-------- Pasaje citado

A veces creo que el pensamiento (como actitud conciente) es una postura adolescente de la sabiduría. Una acción protegida y consentida por la doble seguridad de la ignorancia (sabemos que la ignorancia es un concepto polar de la intelectualidad): tenemos por un lado la seguridad activa de saber que se está ignorando algo, y por otro lado, la seguridad pasiva de una ignorancia que se ignora a sí misma. Por esto comprendemos que la soberbia sea cohabitante de todo pensar.
Más allá de los parámetros con los que juzguemos la calidad de un pensamiento, todos hacemos uso de tal facultad con intensidad; no hay pensamiento relajado. Reconozco así en el pensamiento un límite, “el límite”. Un límite hipotético, claro, ya que solo podría comprobarlo con la acción de su superación; ¿pero cómo desprenderse del límite, de la idea de límite”? No puedo hacerlo. Es por lógica que no puedo considerarme ni superior ni inferior a ninguna experiencia que me tenga como protagonista. El límite no es ni un más allá, ni un más acá, es el aquí. Un nunca aquí.
La amistad como enemiga de la lógica personal; los complacientes jamás serán nuestros amigos.
Hay una falsa amistad entendida como una equivalencia de amor al prójimo, a esa la cacheteamos, la despreciamos: ¿cómo puede resultarnos apreciable, precioso, aquello que no nos provee de materia para preñar con nuestro pensamiento?
(Minuto 2:20, imperdible)
Suelo encontrarme en el tren con un amigo de la infancia, una amistad (¿cuál no?) muy particular. Tenemos el conocimiento de haber pasado una vida más o menos juntos y, al mismo tiempo, una distancia de sensibilidades infranqueable. Hoy por hoy nos relacionamos solo los 30 minutos que dura el viaje. El resto del tiempo, y sin darnos cuenta, lo vivimos para y por esos minutos. Así nos comportamos todos con relación a la amistad. Son fragmentos de tiempo altamente intercesores. Desvirtuando al niño Proust: nuestra patria son los afectos.
En esos viajes intercambiamos palabras según el estereotipo de conversación usual. Y nos reímos. Tenemos humor negro, absurdo, y codificado por una complicidad añejada. Vulneramos el ridículo. Vencemos.
La fractura amistosa.

----------------

Consignas
(1) Contesta estas preguntas sobre el texto sobre el pensamiento y la amistad:
(a) ¿Qué se dice que es cohabitante de todo pensar?
(b) ¿Cuántos minutos dura el viaje en tren durante el cual se relacionan los dos amigos de la infancia?
(c) ¿Qué amistad se entiende como una equivalencia de amor al prójimo?
(2) Enumera todos los rasgos que el texto sobre el pensamiento y la amistad atribuye al humor que comparten los dos amigos.
(3) Prolonga el texto sobre el pensamiento y la amistad a partir de su última línea, «La fractura amistosa».
Los registros no tienen relación alguna con el texto sobre el pensamiento y la amistad.

-------- Registros extraídos

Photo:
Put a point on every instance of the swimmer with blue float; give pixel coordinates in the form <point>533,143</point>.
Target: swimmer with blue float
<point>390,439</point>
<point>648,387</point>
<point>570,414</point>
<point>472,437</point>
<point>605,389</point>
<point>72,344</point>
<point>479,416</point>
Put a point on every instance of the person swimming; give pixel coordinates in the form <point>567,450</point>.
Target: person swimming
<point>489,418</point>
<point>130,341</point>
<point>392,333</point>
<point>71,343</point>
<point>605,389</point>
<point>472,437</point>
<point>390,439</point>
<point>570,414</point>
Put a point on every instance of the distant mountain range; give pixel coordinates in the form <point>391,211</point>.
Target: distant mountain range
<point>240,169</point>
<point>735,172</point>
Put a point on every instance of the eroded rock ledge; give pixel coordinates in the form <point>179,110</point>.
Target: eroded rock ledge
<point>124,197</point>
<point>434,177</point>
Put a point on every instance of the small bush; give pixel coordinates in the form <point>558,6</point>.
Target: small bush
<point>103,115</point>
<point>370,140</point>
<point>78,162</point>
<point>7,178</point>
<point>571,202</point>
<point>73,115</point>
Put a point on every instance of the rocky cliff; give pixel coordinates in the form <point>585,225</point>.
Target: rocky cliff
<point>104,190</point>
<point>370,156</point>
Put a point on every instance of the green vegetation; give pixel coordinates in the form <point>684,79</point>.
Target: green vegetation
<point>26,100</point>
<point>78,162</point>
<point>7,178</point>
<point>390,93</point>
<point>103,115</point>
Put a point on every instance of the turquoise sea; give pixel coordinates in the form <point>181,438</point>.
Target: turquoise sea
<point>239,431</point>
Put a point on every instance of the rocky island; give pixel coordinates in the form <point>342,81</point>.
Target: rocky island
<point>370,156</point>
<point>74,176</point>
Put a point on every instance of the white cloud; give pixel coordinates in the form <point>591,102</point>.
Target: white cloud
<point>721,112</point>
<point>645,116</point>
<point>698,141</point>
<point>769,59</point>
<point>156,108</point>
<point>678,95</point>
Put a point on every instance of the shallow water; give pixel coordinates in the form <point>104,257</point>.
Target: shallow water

----------------

Respuestas por consigna
(1)
(a) La soberbia.
(b) 30 minutos.
(c) La falsa amistad.

(2)
- Negro
- Absurdo
- Codificado por una complicidad añejada

(3)
Este tipo tuvo siempre la insolente virtud de romper las bolas. De incomodar. Sus preguntas son un dedo en el culo. No nos extraña que sea psicólogo. Ya lo era cuando teníamos 15 años y nos cuestionaba el porqué de ir a bailar. Hoy se lamenta por aquella juventud racional y se redime con un presente distante de libros: “Ya no tengo más ganas de leer nada”, me dice. Yo no se lo reprocho: un poco porque me gustan los vagos, y otro poco porque quiero saber (de lo que sea) más que él. Además lo entiendo, su novia estrena pechos, y antes que homo sapiens, somos homos erectus. Erectus.
A lo que iba. Durante uno de estos viajes, y como si aún fuéramos aquello que seremos, me dice: “Che, ¿y cómo te ves de acá a 10, 15, 20 años?”.
La puta que te parió. Yo qué mierda sé. ¿En qué sentido me lo decís?
Nunca sabemos hasta dónde las preguntas condicionan la respuesta. Esto era idéntico al qué querés ser cuando seas grande. Pero a los 30 pesa distinto. Porque ya sabemos que ser grande es cosa de chicos. Una vez parados en la Edad (en el espesor del tiempo), rendimos un insensato tributo a ella. Esa pregunta me pedía coordenadas, me obligaba a ellas. Y hay algo en mí que se resiste. El otro día pensaba si a nivel atómico no tenemos una tendencia hacia la subversión del tiempo. Si la tenemos: en la apoptosis celular hay algo de esto.
Todavía faltaban varias estaciones para llegar y su expresión se había puesto cínica. O eso creía yo, algo influenciado, seguro, por unas lecturas que por esos días hacía de filósofos Cínicos.
Siguiendo con las nociones confusas de espacio y tiempo, digo que su pregunta me desubicó. Y por exigencia de coherencia no pude más que dar una respuesta desubicada: ”Quiero convertirme en intelectual. (¿?). Quiero saber qué es la inteligencia y para qué sirve. Saber en qué piensan las personas que piensan. Saber qué y cómo me modifica la culturización de mi mismo, la construcción de mí”. Y así seguí, insuflando mi respuesta de nobleza, de altruismo, tratando de impresionarlo y de impresionarme.
Pasaron los 30 minutos y el tren llegó. Caminamos hasta su casa hablando de otra cosa. Nos despedimos:
-Bueno, me voy a entrenar.
Hinchó sus bíceps. Le reconocí que estaba groso.
- Chau, puto.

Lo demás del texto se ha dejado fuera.